=== Section Start ===

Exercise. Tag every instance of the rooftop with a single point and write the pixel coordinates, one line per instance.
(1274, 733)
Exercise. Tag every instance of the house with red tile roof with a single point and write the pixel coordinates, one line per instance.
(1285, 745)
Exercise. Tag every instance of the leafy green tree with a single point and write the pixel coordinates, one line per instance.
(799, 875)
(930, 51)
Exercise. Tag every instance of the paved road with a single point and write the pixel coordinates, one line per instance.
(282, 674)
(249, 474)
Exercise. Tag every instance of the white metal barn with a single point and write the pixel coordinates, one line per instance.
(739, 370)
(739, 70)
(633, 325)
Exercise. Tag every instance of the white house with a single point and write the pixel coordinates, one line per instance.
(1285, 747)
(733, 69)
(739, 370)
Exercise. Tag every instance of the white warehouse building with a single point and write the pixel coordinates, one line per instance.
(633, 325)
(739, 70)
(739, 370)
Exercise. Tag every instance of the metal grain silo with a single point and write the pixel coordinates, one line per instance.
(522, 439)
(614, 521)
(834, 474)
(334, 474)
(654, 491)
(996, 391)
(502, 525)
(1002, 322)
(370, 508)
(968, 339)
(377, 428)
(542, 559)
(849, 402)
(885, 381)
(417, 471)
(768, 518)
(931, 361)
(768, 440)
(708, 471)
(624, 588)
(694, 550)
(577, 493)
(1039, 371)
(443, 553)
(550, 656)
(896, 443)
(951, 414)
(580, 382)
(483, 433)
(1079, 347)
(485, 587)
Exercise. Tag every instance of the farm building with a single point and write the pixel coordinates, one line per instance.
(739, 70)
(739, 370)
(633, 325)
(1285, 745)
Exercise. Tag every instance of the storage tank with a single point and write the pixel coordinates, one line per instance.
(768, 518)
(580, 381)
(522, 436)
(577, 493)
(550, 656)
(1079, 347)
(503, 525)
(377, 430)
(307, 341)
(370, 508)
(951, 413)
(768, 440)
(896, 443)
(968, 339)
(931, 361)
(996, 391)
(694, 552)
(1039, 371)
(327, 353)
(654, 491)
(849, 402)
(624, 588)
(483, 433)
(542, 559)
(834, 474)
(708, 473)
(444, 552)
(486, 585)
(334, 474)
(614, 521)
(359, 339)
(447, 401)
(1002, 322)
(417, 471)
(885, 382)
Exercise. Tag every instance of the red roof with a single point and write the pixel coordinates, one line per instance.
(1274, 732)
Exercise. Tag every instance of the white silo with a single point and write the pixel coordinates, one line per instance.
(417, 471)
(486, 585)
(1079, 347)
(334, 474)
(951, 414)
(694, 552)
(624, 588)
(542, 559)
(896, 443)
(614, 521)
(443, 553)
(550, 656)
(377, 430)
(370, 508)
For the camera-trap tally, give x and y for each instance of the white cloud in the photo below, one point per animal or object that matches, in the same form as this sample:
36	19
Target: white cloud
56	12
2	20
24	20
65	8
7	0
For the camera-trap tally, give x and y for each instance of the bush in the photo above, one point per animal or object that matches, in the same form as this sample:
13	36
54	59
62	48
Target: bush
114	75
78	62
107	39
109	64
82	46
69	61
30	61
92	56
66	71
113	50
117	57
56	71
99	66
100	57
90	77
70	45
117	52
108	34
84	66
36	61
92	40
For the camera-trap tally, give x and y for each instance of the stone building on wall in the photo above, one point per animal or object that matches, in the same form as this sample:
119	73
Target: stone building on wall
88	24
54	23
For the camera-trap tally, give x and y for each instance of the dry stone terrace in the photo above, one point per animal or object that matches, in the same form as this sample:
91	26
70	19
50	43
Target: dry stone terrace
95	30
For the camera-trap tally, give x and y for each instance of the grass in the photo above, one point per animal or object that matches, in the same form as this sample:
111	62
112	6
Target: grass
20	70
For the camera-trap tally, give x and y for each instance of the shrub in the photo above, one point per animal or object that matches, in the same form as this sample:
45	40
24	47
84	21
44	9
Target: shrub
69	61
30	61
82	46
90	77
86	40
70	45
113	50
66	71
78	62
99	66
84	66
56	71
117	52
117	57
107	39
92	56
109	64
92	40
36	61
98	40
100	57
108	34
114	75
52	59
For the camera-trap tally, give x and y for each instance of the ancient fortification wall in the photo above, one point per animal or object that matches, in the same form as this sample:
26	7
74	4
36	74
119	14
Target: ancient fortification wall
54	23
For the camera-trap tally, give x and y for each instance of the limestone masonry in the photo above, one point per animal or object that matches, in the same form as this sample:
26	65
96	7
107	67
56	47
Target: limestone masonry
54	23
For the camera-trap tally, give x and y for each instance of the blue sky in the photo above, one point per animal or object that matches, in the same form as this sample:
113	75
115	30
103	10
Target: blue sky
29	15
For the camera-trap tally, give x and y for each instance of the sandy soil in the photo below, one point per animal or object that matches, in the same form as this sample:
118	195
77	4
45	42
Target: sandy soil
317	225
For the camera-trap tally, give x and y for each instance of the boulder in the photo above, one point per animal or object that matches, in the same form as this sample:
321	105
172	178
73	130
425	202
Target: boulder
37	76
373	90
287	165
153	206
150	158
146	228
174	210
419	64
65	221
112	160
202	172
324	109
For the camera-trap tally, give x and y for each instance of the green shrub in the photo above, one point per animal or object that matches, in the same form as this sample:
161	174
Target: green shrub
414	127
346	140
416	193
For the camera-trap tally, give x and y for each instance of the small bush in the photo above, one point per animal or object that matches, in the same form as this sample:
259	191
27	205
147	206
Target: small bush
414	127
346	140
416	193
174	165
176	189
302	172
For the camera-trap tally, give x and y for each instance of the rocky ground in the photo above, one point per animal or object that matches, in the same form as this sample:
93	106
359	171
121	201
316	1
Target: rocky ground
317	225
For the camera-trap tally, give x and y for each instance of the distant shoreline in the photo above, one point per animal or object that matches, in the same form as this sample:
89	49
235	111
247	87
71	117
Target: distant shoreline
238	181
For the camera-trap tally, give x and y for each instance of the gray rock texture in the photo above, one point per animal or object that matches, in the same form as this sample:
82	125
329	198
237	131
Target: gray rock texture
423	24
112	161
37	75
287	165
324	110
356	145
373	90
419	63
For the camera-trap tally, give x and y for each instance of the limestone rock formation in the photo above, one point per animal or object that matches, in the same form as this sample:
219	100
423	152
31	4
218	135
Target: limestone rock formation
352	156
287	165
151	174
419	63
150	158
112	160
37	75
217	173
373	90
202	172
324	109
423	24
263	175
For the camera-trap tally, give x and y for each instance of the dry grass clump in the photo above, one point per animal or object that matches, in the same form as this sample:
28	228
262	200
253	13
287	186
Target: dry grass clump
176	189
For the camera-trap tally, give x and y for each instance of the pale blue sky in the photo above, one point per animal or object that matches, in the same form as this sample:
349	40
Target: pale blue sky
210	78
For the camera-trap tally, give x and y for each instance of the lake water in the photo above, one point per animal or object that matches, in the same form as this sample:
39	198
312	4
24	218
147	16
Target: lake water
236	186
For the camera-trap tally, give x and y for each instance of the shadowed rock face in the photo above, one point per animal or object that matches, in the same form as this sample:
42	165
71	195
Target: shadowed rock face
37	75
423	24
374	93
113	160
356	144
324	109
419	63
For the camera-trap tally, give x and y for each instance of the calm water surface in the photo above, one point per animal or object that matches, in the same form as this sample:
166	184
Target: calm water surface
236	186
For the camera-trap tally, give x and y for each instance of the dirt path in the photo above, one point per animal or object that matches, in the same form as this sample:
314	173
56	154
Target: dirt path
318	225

=== Section End ===

■ **Exercise directions**:
Which of the lines above hold the word "below"? Copy each one.

■ **Answer section**:
For the camera-trap tally, give x and y for each instance of the white cloud in the photo below, one point per animal or object that matches, in the same form as this sample:
For the camera-trap tally, give x and y for each instance of the sandy soil in the photo below, one point per animal or object that matches, in the same form as this sample:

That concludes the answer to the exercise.